• [Exercise aim]:
After locating the line that contains "the industrial warehouse" in the records below, write out exactly that line and each line after it through the one that contains "the industrial complex", and nothing else.

• [Dataset]:
↓
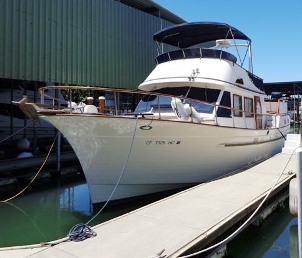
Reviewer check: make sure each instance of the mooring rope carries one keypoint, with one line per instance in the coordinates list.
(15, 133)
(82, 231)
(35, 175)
↑
↓
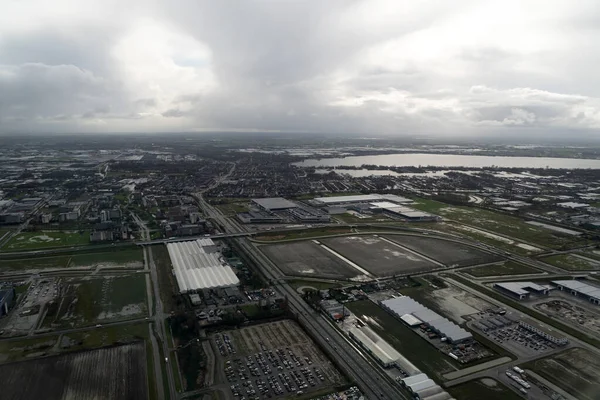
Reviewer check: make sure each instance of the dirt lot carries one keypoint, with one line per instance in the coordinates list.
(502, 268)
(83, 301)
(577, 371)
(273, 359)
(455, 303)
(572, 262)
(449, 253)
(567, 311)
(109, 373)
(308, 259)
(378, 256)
↑
↓
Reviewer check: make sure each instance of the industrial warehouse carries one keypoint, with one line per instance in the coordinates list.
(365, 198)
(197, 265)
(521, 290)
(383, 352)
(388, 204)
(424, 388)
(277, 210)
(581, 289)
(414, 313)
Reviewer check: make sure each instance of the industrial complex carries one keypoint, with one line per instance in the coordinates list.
↑
• [Task response]:
Reviewer check: make sure each instance of the industrial warehouse carries one keypoint, with one line per instance in the coordinates list.
(365, 198)
(197, 265)
(521, 290)
(383, 352)
(388, 204)
(424, 388)
(277, 210)
(581, 289)
(414, 313)
Reviewer check: make sure each instance of the industrial complex carries one keypoint, with one line per instance in the coordinates list.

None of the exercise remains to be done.